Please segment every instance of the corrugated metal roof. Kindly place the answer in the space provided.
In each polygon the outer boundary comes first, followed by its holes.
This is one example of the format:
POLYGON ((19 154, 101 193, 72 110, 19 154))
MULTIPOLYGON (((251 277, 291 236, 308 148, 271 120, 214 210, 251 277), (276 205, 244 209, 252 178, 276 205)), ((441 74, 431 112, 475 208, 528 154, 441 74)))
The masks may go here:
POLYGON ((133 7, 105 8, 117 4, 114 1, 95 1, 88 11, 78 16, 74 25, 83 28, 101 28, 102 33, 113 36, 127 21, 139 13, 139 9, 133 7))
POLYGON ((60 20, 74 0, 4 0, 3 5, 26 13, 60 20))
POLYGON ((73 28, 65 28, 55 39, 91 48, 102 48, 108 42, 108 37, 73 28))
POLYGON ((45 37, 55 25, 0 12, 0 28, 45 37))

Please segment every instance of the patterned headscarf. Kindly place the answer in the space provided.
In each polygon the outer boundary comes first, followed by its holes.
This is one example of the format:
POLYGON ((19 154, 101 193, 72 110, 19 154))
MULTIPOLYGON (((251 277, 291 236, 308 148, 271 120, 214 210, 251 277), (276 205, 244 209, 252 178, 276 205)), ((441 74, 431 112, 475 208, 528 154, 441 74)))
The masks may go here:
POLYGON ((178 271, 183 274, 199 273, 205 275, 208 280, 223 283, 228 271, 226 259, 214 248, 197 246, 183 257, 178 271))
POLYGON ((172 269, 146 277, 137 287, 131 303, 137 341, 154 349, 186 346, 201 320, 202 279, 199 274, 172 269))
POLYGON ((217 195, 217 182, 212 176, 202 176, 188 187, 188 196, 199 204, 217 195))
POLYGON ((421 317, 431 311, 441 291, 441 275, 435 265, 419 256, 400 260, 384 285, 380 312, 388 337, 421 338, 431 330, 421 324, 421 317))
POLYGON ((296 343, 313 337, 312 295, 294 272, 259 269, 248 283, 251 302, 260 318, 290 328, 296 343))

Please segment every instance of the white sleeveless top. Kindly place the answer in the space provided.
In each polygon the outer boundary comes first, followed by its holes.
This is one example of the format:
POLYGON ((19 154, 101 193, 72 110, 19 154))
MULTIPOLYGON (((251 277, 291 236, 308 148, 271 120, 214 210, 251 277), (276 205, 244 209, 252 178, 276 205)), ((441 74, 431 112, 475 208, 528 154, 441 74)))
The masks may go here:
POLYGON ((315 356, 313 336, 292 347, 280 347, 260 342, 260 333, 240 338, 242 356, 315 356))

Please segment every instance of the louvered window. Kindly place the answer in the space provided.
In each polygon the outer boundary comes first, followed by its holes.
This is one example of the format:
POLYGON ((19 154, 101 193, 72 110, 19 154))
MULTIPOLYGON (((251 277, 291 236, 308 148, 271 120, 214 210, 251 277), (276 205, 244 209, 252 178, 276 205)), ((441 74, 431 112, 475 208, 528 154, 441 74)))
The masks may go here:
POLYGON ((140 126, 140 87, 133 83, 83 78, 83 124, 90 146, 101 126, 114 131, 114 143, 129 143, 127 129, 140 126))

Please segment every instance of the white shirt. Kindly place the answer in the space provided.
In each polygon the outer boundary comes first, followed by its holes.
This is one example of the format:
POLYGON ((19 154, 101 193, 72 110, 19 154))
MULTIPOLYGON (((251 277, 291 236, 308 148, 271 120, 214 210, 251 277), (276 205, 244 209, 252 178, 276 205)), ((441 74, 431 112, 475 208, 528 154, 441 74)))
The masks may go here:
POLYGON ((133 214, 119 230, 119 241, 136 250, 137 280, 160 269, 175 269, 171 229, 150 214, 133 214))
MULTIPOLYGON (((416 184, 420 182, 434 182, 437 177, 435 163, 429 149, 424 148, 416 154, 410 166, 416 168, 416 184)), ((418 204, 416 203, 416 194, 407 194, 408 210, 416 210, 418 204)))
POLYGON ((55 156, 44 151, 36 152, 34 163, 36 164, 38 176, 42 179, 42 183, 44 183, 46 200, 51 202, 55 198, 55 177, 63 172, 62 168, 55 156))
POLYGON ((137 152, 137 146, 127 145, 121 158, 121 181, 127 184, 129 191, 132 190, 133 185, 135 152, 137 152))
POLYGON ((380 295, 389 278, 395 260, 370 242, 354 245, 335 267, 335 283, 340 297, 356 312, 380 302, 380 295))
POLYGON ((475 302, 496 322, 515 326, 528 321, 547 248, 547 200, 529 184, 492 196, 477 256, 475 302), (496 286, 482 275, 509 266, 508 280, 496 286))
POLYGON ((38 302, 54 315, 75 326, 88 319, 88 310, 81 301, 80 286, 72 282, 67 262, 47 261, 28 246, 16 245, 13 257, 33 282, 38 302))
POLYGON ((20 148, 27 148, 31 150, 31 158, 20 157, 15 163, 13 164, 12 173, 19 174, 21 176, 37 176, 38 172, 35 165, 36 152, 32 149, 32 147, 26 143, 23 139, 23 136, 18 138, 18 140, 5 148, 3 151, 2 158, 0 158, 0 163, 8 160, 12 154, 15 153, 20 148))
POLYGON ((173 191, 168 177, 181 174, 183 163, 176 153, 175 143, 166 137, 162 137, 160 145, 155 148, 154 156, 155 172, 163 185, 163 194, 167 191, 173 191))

......

## WHAT IS BEING ASKED
Put the lines above into a Markdown table with a No. column for the row number and a Text column for the line, leaving out the blank lines.

## RESPONSE
| No. | Text |
|---|---|
| 1 | Please segment every instance of the corrugated metal roof. Kindly place the answer in the space provided. |
| 2 | In each polygon the outer boundary comes first, followed by its holes. |
| 3 | This is one example of the format: |
| 4 | POLYGON ((19 154, 101 193, 72 110, 19 154)) |
| 5 | MULTIPOLYGON (((251 277, 291 236, 308 148, 271 120, 214 210, 251 277), (276 205, 244 209, 252 178, 276 205)), ((441 74, 431 112, 475 208, 528 154, 441 74))) |
| 6 | The masks may go here: |
| 7 | POLYGON ((133 7, 105 8, 117 4, 114 1, 95 1, 88 11, 78 16, 74 25, 83 28, 101 28, 102 33, 113 36, 127 21, 139 13, 139 9, 133 7)) |
| 8 | POLYGON ((60 20, 74 0, 4 0, 3 5, 26 13, 60 20)) |
| 9 | POLYGON ((73 28, 65 28, 55 39, 91 48, 102 48, 108 42, 108 37, 73 28)) |
| 10 | POLYGON ((45 37, 55 25, 0 12, 0 28, 45 37)) |
| 11 | Please segment every instance of the patterned headscarf. Kindly place the answer in the space provided. |
| 12 | In each polygon the outer boundary comes first, followed by its holes. |
| 13 | This is one example of the format: |
| 14 | POLYGON ((19 154, 101 193, 72 110, 19 154)) |
| 15 | MULTIPOLYGON (((251 277, 291 236, 308 148, 271 120, 214 210, 251 277), (276 205, 244 209, 252 178, 276 205)), ((441 74, 431 112, 475 208, 528 154, 441 74))) |
| 16 | The masks may go here: |
| 17 | POLYGON ((178 271, 183 274, 199 273, 205 275, 208 280, 223 283, 228 271, 226 259, 214 248, 197 246, 183 257, 178 271)) |
| 18 | POLYGON ((172 269, 146 277, 137 287, 131 303, 137 341, 154 349, 186 346, 201 320, 202 279, 199 274, 172 269)) |
| 19 | POLYGON ((217 195, 217 182, 212 176, 202 176, 188 187, 188 196, 199 204, 217 195)) |
| 20 | POLYGON ((421 317, 431 311, 441 291, 441 275, 435 265, 419 256, 400 260, 384 285, 380 312, 388 337, 421 338, 431 330, 421 324, 421 317)) |
| 21 | POLYGON ((296 343, 313 337, 312 295, 294 272, 259 269, 248 283, 251 302, 260 318, 290 328, 296 343)) |
| 22 | Please segment every instance of the white sleeveless top. Kindly place the answer in the space provided. |
| 23 | In each polygon the outer boundary comes first, followed by its holes. |
| 24 | This is one example of the format: |
| 25 | POLYGON ((19 154, 101 193, 72 110, 19 154)) |
| 26 | MULTIPOLYGON (((251 277, 291 236, 308 148, 271 120, 214 210, 251 277), (276 205, 244 209, 252 178, 276 205)), ((441 74, 431 112, 475 208, 528 154, 441 74))) |
| 27 | The masks may go here: |
| 28 | POLYGON ((315 356, 313 336, 292 347, 280 347, 260 342, 260 333, 240 338, 242 356, 315 356)) |
| 29 | Please segment every instance of the louvered window. Kindly place the answer in the space provided. |
| 30 | In each polygon the outer boundary comes first, followed by its holes. |
| 31 | This is one example of the format: |
| 32 | POLYGON ((19 154, 101 193, 72 110, 19 154)) |
| 33 | MULTIPOLYGON (((251 277, 291 236, 308 148, 271 120, 214 210, 251 277), (276 205, 244 209, 252 178, 276 205)), ((441 74, 431 112, 475 208, 528 154, 441 74))) |
| 34 | The masks may go here: |
| 35 | POLYGON ((140 126, 140 87, 133 83, 83 78, 83 124, 90 146, 101 126, 114 131, 114 143, 129 143, 127 129, 140 126)) |
| 36 | Please segment every instance of the white shirt. Kindly place the answer in the space provided. |
| 37 | In each polygon the outer boundary comes first, followed by its holes. |
| 38 | This is one example of the format: |
| 39 | POLYGON ((19 154, 101 193, 72 110, 19 154)) |
| 40 | MULTIPOLYGON (((251 277, 291 236, 308 148, 271 120, 214 210, 251 277), (276 205, 244 209, 252 178, 276 205)), ((441 74, 431 112, 475 208, 528 154, 441 74))) |
| 41 | The masks may go here: |
| 42 | POLYGON ((133 214, 119 230, 119 241, 136 250, 137 280, 160 269, 175 269, 171 229, 150 214, 133 214)) |
| 43 | MULTIPOLYGON (((416 184, 420 182, 434 182, 437 177, 435 163, 429 149, 424 148, 416 154, 410 166, 416 168, 416 184)), ((418 204, 416 203, 416 194, 407 194, 408 210, 416 210, 418 204))) |
| 44 | POLYGON ((55 156, 44 151, 36 152, 34 163, 36 164, 38 176, 42 179, 42 183, 44 183, 46 200, 51 202, 55 198, 55 177, 63 172, 62 168, 55 156)) |
| 45 | POLYGON ((137 152, 137 146, 127 145, 121 158, 121 181, 127 184, 129 191, 132 190, 133 185, 135 152, 137 152)) |
| 46 | POLYGON ((380 295, 389 278, 395 260, 370 242, 354 245, 335 267, 335 283, 340 297, 356 312, 380 302, 380 295)) |
| 47 | POLYGON ((475 302, 496 322, 515 326, 528 321, 547 248, 547 200, 529 184, 492 196, 477 256, 475 302), (496 286, 482 275, 509 266, 508 280, 496 286)) |
| 48 | POLYGON ((38 302, 54 315, 75 326, 88 319, 88 310, 81 301, 80 286, 72 282, 67 262, 47 261, 28 246, 16 245, 13 257, 33 282, 38 302)) |
| 49 | POLYGON ((20 148, 27 148, 31 150, 31 158, 20 157, 15 163, 13 164, 12 173, 19 174, 21 176, 37 176, 38 172, 35 165, 36 152, 32 149, 32 147, 26 143, 23 139, 23 136, 18 138, 18 140, 5 148, 3 151, 2 158, 0 158, 0 163, 8 160, 12 154, 15 153, 20 148)) |
| 50 | POLYGON ((173 191, 168 177, 181 174, 183 163, 176 153, 175 143, 166 137, 162 137, 160 145, 155 148, 154 156, 155 172, 163 185, 163 194, 167 191, 173 191)) |